* TASK PROMPT: Quote word for word the lines below, starting at the one containing "Would you mind annotating the speckled" and running through the last line.

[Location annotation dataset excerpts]
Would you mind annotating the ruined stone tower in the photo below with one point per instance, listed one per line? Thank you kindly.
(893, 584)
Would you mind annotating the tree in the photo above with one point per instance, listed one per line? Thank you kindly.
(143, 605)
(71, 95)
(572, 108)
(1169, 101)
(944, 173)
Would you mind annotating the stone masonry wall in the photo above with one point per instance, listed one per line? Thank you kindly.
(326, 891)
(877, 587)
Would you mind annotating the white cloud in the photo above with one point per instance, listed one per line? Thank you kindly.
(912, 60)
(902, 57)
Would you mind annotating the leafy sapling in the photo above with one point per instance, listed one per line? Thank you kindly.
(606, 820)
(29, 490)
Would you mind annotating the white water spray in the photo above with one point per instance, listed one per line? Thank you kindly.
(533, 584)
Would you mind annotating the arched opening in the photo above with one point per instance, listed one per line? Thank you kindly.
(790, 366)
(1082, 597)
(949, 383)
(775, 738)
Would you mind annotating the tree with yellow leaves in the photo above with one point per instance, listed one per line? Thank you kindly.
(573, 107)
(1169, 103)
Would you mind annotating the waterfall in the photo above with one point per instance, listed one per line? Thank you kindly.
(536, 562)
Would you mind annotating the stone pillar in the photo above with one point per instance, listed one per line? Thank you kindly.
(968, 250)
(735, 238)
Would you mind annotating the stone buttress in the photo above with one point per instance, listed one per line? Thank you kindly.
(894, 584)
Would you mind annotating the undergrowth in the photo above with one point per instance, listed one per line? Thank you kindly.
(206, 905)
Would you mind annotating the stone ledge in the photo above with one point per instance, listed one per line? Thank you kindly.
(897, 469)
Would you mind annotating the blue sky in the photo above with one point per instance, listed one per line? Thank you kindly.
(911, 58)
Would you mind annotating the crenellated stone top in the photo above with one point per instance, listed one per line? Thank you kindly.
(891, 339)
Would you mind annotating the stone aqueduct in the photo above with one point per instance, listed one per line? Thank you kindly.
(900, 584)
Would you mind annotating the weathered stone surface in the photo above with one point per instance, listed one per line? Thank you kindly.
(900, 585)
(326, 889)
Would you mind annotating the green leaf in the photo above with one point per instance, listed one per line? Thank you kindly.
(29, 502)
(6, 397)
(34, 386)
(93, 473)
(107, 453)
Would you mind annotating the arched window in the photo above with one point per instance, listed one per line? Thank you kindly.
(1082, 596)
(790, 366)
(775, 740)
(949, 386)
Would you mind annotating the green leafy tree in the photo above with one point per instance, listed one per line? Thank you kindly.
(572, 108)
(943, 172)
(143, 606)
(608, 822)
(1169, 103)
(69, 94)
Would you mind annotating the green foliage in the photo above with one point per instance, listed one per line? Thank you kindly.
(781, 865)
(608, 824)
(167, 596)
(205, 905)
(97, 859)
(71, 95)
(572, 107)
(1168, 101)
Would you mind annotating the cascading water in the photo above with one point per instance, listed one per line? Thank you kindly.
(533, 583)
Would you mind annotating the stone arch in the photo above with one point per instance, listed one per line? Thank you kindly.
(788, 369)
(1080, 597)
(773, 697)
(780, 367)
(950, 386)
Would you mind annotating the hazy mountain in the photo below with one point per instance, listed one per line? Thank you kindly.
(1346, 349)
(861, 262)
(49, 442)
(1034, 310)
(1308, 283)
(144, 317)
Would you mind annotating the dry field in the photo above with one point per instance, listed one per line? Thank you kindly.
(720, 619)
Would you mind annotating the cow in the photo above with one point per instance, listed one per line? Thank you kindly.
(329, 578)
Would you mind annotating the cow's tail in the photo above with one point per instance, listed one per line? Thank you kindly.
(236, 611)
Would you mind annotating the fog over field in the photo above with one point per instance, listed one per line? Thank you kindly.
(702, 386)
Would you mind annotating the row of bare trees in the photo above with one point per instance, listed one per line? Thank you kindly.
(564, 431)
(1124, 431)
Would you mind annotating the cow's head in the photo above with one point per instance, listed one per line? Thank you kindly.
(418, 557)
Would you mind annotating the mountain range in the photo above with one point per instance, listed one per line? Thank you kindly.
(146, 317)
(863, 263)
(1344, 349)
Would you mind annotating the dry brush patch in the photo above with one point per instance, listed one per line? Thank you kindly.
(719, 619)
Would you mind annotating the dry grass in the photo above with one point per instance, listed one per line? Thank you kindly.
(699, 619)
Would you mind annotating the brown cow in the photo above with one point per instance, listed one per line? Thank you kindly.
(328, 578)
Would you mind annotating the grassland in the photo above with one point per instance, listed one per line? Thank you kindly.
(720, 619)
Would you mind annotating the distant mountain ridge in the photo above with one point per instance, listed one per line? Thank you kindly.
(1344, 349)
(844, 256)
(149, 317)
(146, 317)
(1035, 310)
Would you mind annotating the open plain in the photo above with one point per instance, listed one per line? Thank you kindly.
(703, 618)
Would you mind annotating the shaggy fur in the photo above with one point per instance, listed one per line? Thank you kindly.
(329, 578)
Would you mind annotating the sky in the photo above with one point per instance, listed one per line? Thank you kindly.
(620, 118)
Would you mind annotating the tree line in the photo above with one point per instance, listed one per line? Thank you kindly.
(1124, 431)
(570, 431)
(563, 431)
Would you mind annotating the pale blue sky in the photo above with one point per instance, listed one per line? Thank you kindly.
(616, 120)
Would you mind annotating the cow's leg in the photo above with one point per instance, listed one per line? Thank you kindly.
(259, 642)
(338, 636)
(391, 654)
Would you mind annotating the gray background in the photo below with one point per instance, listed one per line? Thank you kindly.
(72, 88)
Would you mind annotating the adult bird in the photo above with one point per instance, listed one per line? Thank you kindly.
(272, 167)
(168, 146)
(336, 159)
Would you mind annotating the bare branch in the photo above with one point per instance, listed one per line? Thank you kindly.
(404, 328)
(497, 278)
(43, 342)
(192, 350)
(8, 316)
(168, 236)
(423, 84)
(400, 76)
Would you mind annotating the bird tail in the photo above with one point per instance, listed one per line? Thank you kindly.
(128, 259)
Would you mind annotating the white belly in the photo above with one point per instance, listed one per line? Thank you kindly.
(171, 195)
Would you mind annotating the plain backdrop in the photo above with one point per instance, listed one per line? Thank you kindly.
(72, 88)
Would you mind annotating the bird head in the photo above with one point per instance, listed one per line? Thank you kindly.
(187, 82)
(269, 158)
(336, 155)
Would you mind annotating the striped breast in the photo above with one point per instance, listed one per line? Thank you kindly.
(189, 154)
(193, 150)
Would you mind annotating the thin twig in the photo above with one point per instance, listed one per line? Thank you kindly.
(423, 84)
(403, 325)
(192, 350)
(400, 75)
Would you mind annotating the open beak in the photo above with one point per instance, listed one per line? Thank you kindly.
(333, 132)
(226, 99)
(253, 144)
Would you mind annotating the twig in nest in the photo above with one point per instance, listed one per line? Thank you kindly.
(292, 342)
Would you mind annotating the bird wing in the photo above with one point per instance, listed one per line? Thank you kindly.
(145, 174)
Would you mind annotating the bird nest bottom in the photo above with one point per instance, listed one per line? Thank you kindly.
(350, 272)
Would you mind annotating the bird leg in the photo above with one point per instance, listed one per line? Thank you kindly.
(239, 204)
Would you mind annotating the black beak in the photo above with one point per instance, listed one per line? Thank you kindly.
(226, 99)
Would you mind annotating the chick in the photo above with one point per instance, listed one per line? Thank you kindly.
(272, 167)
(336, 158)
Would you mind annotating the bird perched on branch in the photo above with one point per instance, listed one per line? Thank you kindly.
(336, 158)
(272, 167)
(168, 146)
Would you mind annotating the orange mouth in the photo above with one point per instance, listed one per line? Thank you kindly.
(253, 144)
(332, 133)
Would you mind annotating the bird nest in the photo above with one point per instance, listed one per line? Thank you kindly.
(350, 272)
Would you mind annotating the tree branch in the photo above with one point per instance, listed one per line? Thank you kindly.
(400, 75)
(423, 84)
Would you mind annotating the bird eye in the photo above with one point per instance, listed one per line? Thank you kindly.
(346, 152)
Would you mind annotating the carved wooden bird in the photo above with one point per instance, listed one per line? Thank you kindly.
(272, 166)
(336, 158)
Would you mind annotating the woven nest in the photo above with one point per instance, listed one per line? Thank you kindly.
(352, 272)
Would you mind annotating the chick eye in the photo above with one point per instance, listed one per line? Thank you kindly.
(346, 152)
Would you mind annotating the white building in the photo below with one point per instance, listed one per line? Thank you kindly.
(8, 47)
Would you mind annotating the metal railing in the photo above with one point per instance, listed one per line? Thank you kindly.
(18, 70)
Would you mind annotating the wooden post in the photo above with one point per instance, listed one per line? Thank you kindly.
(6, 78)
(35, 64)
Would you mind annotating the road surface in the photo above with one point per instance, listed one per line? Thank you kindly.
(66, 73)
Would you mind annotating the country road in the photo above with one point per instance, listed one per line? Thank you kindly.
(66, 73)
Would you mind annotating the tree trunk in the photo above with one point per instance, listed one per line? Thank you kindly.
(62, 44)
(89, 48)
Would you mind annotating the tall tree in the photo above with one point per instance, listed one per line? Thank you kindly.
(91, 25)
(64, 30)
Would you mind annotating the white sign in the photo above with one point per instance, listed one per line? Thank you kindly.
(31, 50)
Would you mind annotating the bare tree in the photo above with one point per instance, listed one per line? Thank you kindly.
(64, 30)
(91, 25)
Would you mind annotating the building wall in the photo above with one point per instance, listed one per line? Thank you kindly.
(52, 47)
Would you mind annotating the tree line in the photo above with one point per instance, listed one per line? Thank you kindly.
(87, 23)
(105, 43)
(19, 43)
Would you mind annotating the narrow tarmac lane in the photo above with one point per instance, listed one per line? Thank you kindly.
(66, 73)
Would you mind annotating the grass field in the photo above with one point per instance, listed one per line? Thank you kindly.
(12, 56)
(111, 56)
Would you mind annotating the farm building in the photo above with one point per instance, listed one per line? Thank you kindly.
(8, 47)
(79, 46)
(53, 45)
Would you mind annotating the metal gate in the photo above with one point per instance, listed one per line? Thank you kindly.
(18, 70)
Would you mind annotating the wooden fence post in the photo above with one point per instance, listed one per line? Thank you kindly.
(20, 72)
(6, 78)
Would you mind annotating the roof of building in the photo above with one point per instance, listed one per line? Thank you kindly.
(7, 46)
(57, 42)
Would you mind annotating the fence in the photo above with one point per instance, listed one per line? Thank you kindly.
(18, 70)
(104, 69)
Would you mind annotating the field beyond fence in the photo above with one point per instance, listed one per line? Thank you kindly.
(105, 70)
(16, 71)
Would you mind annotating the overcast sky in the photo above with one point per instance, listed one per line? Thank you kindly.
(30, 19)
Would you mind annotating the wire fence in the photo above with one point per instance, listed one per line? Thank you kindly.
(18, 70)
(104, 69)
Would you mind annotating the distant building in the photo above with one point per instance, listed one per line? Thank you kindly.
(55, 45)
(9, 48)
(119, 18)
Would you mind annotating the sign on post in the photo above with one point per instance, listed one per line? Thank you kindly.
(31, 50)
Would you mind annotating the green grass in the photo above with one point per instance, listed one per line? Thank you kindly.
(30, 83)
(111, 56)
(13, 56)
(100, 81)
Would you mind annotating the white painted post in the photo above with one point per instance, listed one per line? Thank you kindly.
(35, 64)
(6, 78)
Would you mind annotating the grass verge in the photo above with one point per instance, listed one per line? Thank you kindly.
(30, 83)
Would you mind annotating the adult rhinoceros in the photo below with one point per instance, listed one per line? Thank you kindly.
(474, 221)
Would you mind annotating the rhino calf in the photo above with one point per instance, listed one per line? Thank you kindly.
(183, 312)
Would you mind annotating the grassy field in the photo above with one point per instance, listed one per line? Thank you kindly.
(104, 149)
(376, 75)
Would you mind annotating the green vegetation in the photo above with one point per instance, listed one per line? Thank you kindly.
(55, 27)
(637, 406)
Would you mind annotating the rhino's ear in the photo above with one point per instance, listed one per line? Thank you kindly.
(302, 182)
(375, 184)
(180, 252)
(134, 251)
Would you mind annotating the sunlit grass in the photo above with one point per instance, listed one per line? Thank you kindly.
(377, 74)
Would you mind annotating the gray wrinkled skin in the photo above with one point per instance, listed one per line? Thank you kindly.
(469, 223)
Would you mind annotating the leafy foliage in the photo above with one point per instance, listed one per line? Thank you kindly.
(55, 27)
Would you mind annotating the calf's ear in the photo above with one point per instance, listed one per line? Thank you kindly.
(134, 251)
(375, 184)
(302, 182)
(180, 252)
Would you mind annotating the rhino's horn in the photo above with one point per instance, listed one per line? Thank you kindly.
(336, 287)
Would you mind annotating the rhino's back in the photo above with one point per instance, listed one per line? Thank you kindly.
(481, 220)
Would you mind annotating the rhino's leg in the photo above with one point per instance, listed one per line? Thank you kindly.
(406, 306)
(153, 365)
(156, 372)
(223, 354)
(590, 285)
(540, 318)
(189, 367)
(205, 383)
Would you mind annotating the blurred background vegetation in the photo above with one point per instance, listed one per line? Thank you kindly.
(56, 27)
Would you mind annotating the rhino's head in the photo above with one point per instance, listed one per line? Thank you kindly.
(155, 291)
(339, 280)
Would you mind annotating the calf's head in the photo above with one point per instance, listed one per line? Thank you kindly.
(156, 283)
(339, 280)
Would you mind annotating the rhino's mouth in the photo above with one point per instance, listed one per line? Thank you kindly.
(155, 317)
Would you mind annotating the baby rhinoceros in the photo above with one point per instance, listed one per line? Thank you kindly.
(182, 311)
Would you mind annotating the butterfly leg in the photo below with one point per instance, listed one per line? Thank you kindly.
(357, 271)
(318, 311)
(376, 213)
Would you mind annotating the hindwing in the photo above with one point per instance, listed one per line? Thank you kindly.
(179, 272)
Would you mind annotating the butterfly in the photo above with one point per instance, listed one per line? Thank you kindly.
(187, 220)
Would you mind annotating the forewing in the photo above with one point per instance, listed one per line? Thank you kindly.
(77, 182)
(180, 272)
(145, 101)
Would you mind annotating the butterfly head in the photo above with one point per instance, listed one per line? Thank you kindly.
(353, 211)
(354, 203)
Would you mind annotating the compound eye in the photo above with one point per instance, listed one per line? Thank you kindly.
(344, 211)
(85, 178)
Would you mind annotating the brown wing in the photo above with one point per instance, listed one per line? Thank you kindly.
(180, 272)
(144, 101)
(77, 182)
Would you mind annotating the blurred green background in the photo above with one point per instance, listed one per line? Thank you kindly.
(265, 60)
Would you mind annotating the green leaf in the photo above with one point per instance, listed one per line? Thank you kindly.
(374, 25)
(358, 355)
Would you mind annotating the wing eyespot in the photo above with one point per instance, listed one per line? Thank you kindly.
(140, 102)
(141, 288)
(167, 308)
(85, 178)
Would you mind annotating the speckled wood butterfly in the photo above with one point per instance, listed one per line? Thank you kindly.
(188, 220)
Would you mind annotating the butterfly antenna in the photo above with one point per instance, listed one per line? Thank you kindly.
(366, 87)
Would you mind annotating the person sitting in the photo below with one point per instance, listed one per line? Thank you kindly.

* RESULT OF THIS TASK:
Would you mind annotating the speckled wood butterfly in the photo above with one point per instance, listed one per line? Thank you kindly.
(188, 220)
Would you mind annotating the butterfly antenna in the photo above with one point per instance, listed one per line? Thank you kindly.
(366, 87)
Would you mind annotating the person sitting in the photo below with one point per instance, listed one per line? Thank you kindly.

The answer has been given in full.